**Excerpted passage**
"""

Karl Friedrich Gentner (23 May 1876 – 13 September 1922) was a German operatic tenor.

== Life ==
Gentner was born into a family of mechanic Karl Gentner (1845-1900) and his wife Luise née Messinger (1851-1930) in Frankenthal, then a Bavarian Rhine District. In 1899, the father applied for a technical patent in the USA for a simple but efficient ground anchoring system for electric poles.

Gentner became a well-known opera singer. In 1905 he married the soprano Else Fischer (1883-1943), who was later known as Else Gentner-Fischer, one of the most important dramatic sopranos in Germany.

In 1906 the Frankfurt director Emil Claar [de] appointed the singer couple to the Oper Frankfurt. While his wife remained employed there throughout her life, Gentner moved to the Deutsche Oper Berlin-Charlottenburg in 1914, where he was engaged until his death.

"""

**Problems and tasks**
a - Repeat the part of the Gentner biography starting at "Karl Friedrich Gentner" and ending at "for electric poles.", with "machinist" in place of "mechanic".
b - List every person named in the Gentner biography other than Karl Friedrich Gentner himself.

**Excerpted data**

"""

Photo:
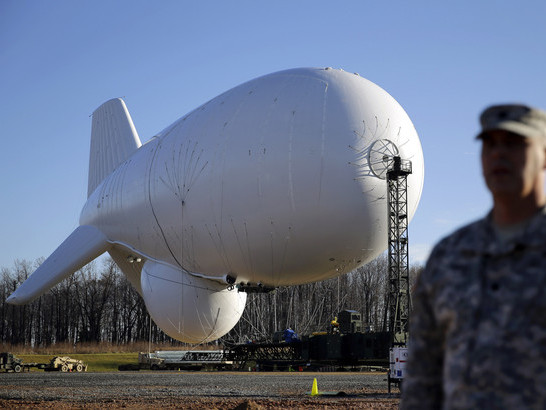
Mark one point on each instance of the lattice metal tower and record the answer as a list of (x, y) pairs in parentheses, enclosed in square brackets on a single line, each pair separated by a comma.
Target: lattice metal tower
[(399, 305)]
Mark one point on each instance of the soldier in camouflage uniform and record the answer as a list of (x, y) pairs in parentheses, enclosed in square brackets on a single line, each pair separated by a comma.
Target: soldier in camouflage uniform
[(478, 326)]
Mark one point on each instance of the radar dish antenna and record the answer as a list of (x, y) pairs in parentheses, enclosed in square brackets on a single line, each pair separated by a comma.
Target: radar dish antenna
[(381, 156)]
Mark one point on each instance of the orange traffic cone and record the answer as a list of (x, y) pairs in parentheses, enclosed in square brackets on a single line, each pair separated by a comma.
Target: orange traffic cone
[(314, 390)]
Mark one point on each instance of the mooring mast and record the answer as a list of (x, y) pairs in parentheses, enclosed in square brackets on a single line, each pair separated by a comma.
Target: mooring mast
[(399, 303)]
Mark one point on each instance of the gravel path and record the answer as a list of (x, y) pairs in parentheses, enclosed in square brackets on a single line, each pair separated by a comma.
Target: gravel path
[(195, 390)]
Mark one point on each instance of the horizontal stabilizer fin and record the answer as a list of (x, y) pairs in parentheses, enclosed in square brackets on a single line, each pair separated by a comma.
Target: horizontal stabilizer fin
[(113, 140), (81, 247)]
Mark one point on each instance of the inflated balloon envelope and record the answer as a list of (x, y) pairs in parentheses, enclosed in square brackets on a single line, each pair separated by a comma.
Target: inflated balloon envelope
[(278, 181)]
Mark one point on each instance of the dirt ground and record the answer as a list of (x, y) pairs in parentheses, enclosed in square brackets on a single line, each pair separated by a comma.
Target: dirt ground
[(188, 390)]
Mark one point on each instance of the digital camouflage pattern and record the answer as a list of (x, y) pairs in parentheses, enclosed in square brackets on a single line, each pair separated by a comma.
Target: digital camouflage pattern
[(478, 326)]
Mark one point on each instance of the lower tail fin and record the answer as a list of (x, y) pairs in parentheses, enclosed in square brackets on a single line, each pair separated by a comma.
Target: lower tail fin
[(81, 247), (113, 139)]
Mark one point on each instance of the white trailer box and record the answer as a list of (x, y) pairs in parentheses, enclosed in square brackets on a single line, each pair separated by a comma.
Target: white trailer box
[(398, 357)]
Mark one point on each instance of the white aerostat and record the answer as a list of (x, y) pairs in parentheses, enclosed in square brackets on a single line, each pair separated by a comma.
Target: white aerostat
[(278, 181)]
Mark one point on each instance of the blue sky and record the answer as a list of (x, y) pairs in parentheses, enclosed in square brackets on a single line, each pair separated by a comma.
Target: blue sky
[(59, 60)]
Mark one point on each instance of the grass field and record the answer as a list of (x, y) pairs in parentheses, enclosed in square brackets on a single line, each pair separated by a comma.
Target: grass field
[(96, 362)]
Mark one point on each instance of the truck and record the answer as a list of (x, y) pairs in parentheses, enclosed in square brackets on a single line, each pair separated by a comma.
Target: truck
[(65, 364)]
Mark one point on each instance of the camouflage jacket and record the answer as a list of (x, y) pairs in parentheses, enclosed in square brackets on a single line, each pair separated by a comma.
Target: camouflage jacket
[(478, 326)]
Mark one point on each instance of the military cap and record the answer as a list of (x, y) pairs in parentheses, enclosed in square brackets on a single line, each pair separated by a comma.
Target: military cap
[(517, 118)]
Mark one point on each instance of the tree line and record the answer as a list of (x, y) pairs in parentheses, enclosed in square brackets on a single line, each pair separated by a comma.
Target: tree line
[(98, 304)]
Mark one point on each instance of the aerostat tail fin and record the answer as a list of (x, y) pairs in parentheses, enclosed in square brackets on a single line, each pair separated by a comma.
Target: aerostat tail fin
[(81, 247), (113, 139)]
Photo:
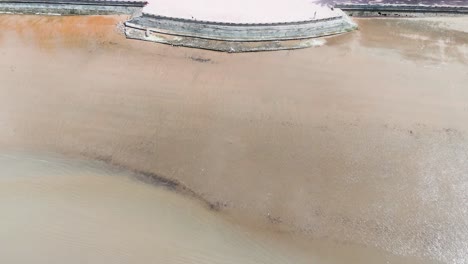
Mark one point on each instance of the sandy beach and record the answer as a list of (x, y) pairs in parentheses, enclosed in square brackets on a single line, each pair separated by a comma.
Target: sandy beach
[(361, 141)]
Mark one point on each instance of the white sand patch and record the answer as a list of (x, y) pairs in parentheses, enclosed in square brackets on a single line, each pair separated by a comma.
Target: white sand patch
[(241, 11)]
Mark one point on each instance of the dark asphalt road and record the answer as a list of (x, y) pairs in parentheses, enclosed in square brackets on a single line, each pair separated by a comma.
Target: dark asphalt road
[(399, 2)]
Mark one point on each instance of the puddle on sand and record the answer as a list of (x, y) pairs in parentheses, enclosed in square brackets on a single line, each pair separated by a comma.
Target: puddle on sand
[(59, 211)]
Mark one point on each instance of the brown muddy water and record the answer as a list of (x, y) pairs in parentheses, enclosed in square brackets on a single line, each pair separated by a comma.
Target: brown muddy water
[(352, 152)]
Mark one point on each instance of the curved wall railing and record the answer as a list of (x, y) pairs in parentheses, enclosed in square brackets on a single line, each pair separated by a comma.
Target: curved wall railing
[(242, 31)]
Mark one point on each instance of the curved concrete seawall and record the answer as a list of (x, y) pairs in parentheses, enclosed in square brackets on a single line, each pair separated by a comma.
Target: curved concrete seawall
[(75, 7), (226, 36)]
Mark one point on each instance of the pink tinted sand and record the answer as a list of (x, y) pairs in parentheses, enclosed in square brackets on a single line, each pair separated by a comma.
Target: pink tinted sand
[(241, 11)]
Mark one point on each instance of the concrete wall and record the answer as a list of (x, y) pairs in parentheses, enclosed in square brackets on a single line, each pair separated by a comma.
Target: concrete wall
[(243, 32), (71, 8)]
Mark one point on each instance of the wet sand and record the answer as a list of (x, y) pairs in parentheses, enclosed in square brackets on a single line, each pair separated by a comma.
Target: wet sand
[(361, 141)]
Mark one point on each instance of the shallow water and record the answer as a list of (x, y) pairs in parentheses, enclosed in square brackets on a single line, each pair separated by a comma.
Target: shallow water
[(60, 211)]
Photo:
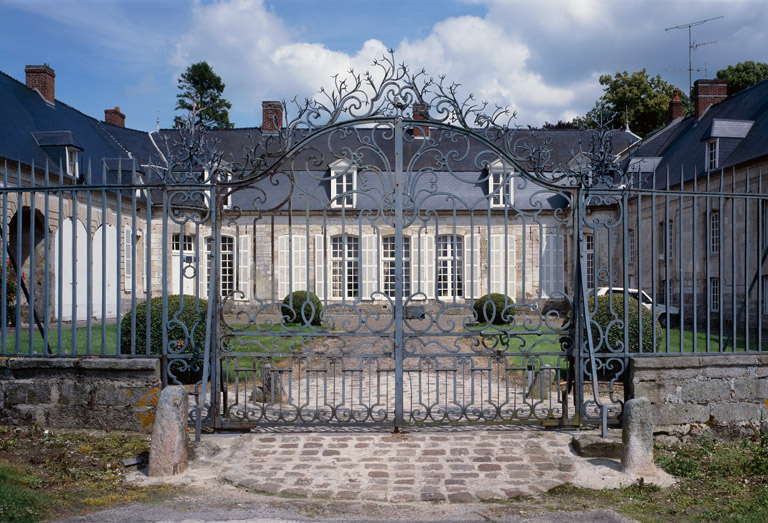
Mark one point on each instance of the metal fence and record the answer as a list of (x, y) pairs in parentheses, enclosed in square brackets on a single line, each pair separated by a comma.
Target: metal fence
[(399, 227)]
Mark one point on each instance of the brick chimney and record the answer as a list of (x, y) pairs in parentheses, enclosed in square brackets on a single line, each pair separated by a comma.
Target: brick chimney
[(114, 117), (272, 117), (675, 107), (42, 78), (420, 113), (709, 92)]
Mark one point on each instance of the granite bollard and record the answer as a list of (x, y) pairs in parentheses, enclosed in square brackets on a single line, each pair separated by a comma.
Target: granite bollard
[(168, 447), (637, 438)]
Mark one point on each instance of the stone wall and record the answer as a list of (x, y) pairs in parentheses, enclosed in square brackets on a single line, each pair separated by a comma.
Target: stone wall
[(95, 393), (723, 396)]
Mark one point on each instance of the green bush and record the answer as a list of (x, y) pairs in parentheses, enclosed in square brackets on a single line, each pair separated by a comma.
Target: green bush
[(193, 320), (614, 332), (305, 309), (494, 308)]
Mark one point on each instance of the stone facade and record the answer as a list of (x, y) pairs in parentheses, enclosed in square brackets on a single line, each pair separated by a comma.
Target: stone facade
[(724, 396), (92, 393)]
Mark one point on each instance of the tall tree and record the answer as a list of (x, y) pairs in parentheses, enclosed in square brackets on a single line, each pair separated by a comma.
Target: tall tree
[(201, 96), (743, 75), (638, 98)]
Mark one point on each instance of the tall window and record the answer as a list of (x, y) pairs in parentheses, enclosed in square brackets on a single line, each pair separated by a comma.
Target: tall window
[(714, 232), (343, 183), (72, 164), (450, 266), (227, 267), (551, 276), (500, 185), (666, 239), (188, 242), (590, 251), (389, 255), (712, 154), (714, 290), (345, 267)]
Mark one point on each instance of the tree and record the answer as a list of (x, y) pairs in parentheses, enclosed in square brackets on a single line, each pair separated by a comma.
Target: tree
[(201, 96), (743, 75), (560, 125), (637, 96)]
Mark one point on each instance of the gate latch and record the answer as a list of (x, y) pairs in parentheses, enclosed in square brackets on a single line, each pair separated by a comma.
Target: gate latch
[(414, 312)]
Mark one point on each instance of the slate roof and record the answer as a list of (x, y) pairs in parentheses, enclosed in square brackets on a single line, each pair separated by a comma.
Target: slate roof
[(739, 122), (448, 176), (33, 129)]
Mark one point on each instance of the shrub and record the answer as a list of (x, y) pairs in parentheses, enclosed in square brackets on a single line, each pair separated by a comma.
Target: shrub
[(614, 332), (193, 320), (307, 308), (494, 308)]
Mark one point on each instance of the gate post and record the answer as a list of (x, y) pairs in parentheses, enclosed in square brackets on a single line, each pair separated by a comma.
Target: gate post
[(398, 273)]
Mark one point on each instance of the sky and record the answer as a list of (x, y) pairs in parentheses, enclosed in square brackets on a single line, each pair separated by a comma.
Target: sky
[(542, 58)]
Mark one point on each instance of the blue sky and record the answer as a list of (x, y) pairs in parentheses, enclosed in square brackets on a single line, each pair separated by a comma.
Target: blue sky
[(542, 58)]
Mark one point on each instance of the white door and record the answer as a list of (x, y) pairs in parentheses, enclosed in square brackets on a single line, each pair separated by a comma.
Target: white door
[(105, 279), (186, 267), (70, 251)]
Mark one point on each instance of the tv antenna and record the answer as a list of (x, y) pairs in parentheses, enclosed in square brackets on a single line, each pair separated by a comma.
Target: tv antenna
[(692, 46)]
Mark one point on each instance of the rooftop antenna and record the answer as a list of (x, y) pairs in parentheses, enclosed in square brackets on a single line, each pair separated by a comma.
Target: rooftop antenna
[(692, 46)]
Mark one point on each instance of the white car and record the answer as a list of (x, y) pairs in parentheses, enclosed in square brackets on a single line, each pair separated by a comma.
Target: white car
[(660, 311)]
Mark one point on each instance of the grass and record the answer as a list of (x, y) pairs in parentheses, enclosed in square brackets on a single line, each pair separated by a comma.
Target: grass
[(60, 473), (718, 481), (110, 341), (20, 496)]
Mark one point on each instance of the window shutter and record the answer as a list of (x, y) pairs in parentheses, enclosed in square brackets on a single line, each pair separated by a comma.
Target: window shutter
[(244, 267), (282, 267), (128, 258), (426, 264), (202, 266), (472, 265), (369, 273), (299, 261), (320, 267)]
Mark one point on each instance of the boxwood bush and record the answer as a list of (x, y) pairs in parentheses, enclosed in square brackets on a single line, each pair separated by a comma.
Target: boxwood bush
[(304, 309), (491, 309), (614, 332), (193, 320)]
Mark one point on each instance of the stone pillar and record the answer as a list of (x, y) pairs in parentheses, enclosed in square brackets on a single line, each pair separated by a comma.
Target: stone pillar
[(637, 438), (168, 448)]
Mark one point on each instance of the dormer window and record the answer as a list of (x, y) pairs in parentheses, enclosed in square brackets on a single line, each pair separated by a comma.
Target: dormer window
[(500, 189), (712, 152), (72, 165), (343, 183)]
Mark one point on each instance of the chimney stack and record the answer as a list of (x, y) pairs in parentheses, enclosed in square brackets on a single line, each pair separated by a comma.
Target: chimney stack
[(420, 112), (709, 92), (114, 117), (272, 117), (675, 110), (43, 79)]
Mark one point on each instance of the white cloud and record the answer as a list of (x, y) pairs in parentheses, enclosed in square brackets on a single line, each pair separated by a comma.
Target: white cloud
[(259, 61), (542, 58)]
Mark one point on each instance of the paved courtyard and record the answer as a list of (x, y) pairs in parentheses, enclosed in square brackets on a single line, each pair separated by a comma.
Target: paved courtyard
[(456, 464)]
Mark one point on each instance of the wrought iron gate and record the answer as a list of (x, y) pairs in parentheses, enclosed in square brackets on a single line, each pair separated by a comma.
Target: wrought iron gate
[(401, 211)]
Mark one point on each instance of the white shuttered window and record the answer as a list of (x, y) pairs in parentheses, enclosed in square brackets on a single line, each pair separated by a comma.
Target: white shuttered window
[(503, 264), (291, 257)]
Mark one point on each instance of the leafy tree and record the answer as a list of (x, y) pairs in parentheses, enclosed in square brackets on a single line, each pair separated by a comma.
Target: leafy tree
[(201, 96), (641, 98), (743, 75)]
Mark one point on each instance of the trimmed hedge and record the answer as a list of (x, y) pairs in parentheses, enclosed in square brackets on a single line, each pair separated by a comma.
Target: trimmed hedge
[(614, 333), (189, 317), (305, 310), (491, 309)]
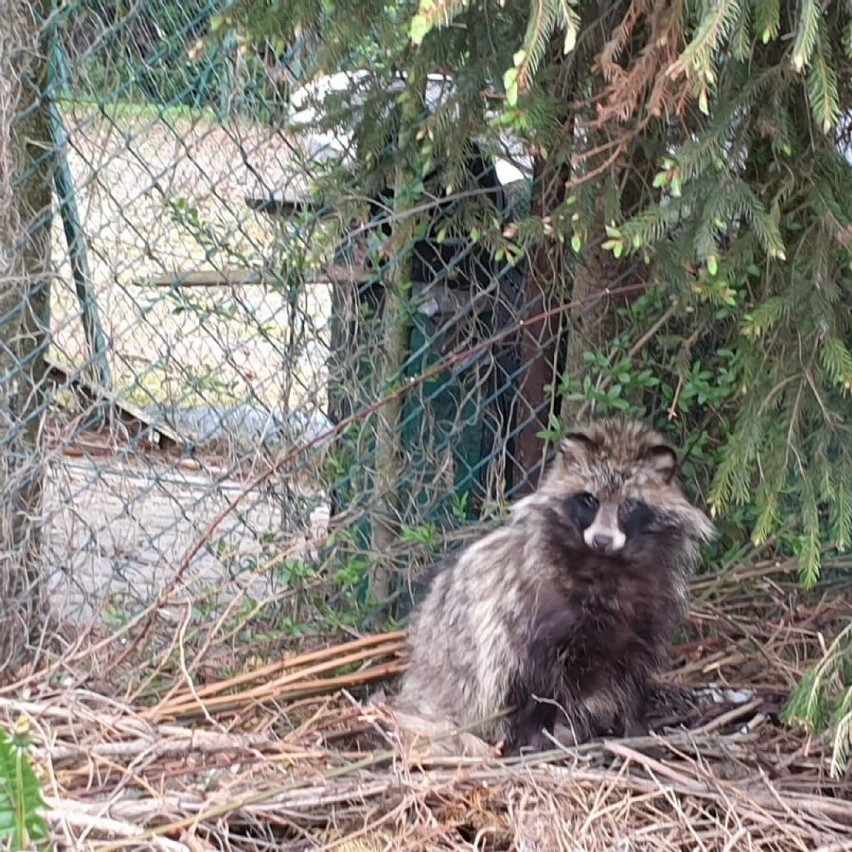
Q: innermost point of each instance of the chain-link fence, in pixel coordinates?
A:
(242, 405)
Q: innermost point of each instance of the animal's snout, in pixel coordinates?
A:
(603, 542)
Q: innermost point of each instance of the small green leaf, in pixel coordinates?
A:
(510, 83)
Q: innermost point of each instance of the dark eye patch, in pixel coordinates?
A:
(582, 509)
(634, 517)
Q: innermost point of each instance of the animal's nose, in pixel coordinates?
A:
(602, 542)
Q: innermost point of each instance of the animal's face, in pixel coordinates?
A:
(614, 484)
(606, 523)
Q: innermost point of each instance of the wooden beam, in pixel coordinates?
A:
(132, 417)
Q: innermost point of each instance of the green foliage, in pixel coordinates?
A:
(823, 699)
(22, 823)
(730, 194)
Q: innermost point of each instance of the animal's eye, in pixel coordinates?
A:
(587, 501)
(627, 508)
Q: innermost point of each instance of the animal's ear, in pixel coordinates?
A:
(575, 446)
(662, 460)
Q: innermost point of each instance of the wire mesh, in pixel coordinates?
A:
(213, 423)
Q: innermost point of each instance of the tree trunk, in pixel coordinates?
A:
(393, 352)
(25, 218)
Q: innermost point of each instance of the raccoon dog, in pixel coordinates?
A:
(563, 614)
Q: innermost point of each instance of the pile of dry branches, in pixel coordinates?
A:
(293, 755)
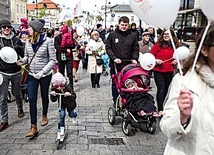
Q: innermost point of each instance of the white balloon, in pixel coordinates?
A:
(8, 55)
(159, 13)
(1, 79)
(207, 8)
(181, 52)
(80, 30)
(92, 45)
(147, 61)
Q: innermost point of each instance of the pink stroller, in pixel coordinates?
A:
(132, 84)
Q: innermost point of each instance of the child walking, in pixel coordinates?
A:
(60, 84)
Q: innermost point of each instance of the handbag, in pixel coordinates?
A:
(26, 69)
(25, 75)
(99, 62)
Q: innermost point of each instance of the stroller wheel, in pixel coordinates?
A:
(151, 127)
(111, 115)
(126, 127)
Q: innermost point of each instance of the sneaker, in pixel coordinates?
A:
(74, 120)
(62, 130)
(21, 113)
(3, 126)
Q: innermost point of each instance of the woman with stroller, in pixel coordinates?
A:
(93, 56)
(163, 71)
(40, 53)
(60, 84)
(189, 111)
(77, 54)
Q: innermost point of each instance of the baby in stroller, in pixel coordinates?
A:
(140, 103)
(134, 104)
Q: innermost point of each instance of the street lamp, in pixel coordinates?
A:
(36, 8)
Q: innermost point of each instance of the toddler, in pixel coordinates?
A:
(131, 84)
(60, 84)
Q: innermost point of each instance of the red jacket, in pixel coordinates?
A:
(163, 53)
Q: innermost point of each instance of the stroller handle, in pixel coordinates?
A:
(61, 94)
(122, 60)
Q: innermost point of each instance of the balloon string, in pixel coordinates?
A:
(176, 56)
(168, 59)
(198, 51)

"""

**Task solutions**
a -
Karl Friedrich Gentner (23 May 1876 – 13 September 1922) was a German operatic tenor.

== Life ==
Gentner was born into a family of machinist Karl Gentner (1845-1900) and his wife Luise née Messinger (1851-1930) in Frankenthal, then a Bavarian Rhine District. In 1899, the father applied for a technical patent in the USA for a simple but efficient ground anchoring system for electric poles.

b -
Karl Gentner (his father)
Luise née Messinger (his mother)
Else Fischer, later known as Else Gentner-Fischer (his wife)
Emil Claar (the Frankfurt director)